(Given text begins)

The government, however, fails to acknowledge the unspoken jurisdictional scope of the regulation. The defense asserts and the Court agrees that "[a]ny Federal, State or local law enforcement officer" should be read as granting all law enforcement officers with jurisdiction the authority to conduct an inspection.
As an example, federal law permits the United States Department of Veterans Affairs Police to enforce federal, state, and local laws only "with respect to acts occurring on Department property." 38 U.S.C. § 902 (emphasis added). Other examples include the United States Postal Inspection Service (USPIS), whose investigative powers are limited to Postal Service property, see 18 U.S.C. § 3016, and park rangers who are empowered to maintain law and order and protect persons and property within the areas of the National Park System, see 54 U.S.C. § 102701(a)(1) and (2)(B). Because of these statutory restrictions, a VA or USPIS officer or Park Ranger would have no authority to perform a PCI at Copiah County Airport—despite the plain language of § 61.3(l).
Similarly, local police departments are also restricted to the territory they serve. A Yazoo County deputy, for example, does not have the authority to perform a PCI at the Copiah County Airport because the airport falls outside of his territorial jurisdiction.
Defendants argue that CBP officers also have geographic restrictions. First, the defense relies on an out-of-circuit decision, United States v. Garcia. 672 F.2d 1349 (11th Cir. 1982). In Garcia, the 11th Circuit established a three-part test to determine whether BP agents may search a plane without a warrant or probable cause at the international or extended border. Id. at 1367. This case misses the mark, however. As the government points out, the holding in Garcia is "limited to whether a warrantless border search was permissible, not jurisdiction." Docket No. 66 at 6.
Second, the defense asserts that the PCI was outside of CBP's jurisdiction because it "occurred outside of the 100 mile border extension area." Again, this argument is misplaced. CBP has authority to stop and conduct searches of vehicles anywhere "within a reasonable distance from any external boundary of the United States." 8 U.S.C. § 1357(a)(3). The Attorney General's regulation defines "reasonable distance" as "within 100 air miles from any external boundary of the United States." 8 C.F.R. § 287.1. The "100 air miles" rule, however, defines where a warrantless border search is permissible. The rule does not address the territorial jurisdiction of CBP to conduct a regulatory inspection.

(Given text ends)
(Supplied material begins)

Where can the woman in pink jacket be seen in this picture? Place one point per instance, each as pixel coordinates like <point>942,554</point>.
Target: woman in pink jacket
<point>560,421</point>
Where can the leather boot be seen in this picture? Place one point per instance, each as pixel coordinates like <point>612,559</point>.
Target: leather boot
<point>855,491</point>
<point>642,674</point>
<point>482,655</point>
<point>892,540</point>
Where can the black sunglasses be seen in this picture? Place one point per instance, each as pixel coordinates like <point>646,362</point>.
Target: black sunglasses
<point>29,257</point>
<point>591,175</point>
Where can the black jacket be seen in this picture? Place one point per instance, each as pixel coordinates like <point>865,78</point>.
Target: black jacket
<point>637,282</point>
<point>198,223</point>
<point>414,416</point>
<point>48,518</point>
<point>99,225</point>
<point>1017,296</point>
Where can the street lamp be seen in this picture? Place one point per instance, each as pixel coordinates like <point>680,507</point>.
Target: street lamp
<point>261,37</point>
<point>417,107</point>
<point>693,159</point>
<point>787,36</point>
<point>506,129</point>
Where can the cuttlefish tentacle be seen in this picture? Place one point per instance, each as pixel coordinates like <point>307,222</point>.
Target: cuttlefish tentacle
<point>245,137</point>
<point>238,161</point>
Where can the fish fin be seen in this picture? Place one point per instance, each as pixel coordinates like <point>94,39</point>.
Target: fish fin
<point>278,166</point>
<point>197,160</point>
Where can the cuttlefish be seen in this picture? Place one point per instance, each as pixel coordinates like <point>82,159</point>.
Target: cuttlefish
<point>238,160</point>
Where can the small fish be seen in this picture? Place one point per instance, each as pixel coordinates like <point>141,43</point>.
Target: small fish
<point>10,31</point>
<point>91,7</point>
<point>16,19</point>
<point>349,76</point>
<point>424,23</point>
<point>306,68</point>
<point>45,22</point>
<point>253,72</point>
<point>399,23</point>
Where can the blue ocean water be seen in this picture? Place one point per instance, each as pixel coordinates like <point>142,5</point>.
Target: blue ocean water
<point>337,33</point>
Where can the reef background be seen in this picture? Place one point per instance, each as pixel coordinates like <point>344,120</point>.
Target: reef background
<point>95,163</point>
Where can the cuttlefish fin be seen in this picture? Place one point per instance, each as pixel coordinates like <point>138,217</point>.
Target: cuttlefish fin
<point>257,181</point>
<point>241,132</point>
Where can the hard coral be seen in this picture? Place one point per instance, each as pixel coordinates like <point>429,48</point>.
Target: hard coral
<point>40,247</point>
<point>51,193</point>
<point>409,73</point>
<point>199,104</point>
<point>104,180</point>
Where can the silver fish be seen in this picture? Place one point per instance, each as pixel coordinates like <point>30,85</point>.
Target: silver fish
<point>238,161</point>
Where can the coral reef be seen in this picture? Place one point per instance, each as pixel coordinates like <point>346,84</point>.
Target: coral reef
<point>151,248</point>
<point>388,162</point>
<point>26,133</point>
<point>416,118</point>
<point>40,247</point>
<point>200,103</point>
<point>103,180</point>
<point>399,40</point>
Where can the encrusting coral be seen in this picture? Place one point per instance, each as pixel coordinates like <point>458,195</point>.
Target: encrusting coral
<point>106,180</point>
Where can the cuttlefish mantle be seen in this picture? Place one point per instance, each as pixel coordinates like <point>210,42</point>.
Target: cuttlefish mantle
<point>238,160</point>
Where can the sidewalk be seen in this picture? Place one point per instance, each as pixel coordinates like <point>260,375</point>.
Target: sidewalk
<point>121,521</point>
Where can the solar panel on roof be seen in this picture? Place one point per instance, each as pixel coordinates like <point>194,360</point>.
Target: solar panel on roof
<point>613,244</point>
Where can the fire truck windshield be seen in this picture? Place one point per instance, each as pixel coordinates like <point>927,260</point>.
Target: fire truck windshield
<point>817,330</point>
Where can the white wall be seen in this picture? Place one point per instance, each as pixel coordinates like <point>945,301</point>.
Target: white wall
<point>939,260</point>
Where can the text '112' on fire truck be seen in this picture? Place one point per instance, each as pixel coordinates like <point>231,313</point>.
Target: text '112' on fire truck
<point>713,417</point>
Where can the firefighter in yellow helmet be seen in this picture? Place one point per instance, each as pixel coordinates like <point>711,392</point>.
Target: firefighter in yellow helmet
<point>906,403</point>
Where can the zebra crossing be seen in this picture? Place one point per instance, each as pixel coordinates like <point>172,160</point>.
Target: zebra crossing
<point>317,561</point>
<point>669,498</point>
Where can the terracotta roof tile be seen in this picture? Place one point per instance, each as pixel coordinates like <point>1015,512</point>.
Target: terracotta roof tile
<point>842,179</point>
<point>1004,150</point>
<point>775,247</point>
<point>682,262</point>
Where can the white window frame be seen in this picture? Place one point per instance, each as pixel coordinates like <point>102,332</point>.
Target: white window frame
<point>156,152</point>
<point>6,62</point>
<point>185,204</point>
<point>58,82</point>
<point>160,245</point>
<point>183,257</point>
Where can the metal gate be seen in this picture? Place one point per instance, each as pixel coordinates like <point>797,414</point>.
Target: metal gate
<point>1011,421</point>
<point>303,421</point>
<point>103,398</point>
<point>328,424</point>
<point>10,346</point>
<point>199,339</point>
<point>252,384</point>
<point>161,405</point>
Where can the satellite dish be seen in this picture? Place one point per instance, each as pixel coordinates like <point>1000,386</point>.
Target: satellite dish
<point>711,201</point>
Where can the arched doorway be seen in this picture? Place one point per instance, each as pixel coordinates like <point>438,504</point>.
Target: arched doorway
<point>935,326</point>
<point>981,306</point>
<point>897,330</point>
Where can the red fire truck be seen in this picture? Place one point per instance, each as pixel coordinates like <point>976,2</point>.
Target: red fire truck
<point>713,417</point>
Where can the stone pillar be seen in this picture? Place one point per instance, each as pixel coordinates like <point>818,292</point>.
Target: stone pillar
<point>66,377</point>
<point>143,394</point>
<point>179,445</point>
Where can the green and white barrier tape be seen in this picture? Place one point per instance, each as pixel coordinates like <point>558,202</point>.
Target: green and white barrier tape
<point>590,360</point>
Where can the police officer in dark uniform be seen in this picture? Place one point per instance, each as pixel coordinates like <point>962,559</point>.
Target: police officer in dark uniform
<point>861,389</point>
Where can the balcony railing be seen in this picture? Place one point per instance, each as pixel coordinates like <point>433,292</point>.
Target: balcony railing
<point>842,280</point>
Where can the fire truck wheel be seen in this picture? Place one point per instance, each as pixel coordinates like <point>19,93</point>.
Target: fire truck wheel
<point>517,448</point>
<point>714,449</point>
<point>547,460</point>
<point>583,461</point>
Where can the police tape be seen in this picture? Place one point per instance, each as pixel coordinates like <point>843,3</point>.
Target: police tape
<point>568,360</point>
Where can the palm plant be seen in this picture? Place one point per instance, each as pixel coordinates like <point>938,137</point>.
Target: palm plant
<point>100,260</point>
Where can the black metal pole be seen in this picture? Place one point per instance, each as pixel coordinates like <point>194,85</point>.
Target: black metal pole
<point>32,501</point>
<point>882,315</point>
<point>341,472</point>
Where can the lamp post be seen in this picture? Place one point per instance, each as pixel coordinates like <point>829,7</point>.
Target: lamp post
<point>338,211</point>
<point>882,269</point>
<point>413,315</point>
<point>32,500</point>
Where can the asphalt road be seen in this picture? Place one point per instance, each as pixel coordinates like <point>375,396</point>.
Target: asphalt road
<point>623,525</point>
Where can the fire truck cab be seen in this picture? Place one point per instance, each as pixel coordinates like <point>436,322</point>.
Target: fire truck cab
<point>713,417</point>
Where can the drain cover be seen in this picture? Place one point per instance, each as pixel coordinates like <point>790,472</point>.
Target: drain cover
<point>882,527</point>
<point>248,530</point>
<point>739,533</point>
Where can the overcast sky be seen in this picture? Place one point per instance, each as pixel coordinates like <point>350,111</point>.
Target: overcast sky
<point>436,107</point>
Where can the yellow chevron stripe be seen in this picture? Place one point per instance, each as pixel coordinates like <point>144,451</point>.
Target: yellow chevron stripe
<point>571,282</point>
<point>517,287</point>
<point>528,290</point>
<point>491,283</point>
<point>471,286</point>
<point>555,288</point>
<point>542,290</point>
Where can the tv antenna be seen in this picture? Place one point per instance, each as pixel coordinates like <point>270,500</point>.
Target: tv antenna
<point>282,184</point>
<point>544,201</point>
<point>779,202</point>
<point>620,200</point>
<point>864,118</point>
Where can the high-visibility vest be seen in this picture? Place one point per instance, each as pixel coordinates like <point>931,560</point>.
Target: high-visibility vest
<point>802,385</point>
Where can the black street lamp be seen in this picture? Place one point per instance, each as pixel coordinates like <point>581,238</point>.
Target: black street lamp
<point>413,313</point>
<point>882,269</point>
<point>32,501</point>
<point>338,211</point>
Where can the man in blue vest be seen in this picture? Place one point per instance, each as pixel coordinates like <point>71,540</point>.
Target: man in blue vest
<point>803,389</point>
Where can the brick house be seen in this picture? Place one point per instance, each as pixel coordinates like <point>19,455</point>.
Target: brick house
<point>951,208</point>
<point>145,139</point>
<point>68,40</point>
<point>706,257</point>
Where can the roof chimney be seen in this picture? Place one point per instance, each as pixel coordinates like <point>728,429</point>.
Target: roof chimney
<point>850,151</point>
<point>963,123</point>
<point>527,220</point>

(Supplied material ends)

• **To do**:
1: List every citation to the United States Code that appears in the passage on inspection jurisdiction.
2: Carry on the passage on inspection jurisdiction from its final sentence.

• **Exercise answers**:
1:
38 U.S.C. § 902
18 U.S.C. § 3016
54 U.S.C. § 102701(a)(1) and (2)(B)
8 U.S.C. § 1357(a)(3)

2:
In its reply, the defense cites 8 C.F.R. § 271, "Diligent and Reasonable Efforts to Prevent the Unauthorized Entry of Aliens by the Owners of Railroad Lines, International Bridges or Toll Roads." As this regulation is inapplicable to this case, the Court believes the defense instead meant to cite 8 C.F.R. § 287.1.
While the Court agrees with the defense's reading of § 61.3(l)(3), neither the defense's arguments nor the Court's research has revealed any geographic restrictions on CBP's powers to conduct a PCI. As such, Agents Smith and Sibley had the authority to conduct the inspection of Horrisberger's documents.
The Court has reservations about the expansive reach this conclusion allows. While it has not found an express limitation of CBP's jurisdiction, it should not be taken for granted that U.S. Customs and Border Protection, as the agency's name suggests, was established to enforce laws along the border or its functional equivalent. Similarly, AMOC's mission is "to detect, interdict and prevent acts of terrorism and the unlawful movement of people, illegal drugs, and other contraband toward or across the borders of the United States." And, of course, principles of federalism suggest that federal law enforcement is limited to enumerated powers and issues, and lacks the general police powers reserved for the state. To the extent the Court has erred, therefore, the defendants have preserved their arguments for further review.
See Meeting Our Mission, U.S. Customs & Border Protection, https://www.cbp.gov/careers/meeting-our-mission (last visited January 18, 2017). --------
IV. Conclusion
The motion for reconsideration is denied.
SO ORDERED, this the 23rd day of January, 2018.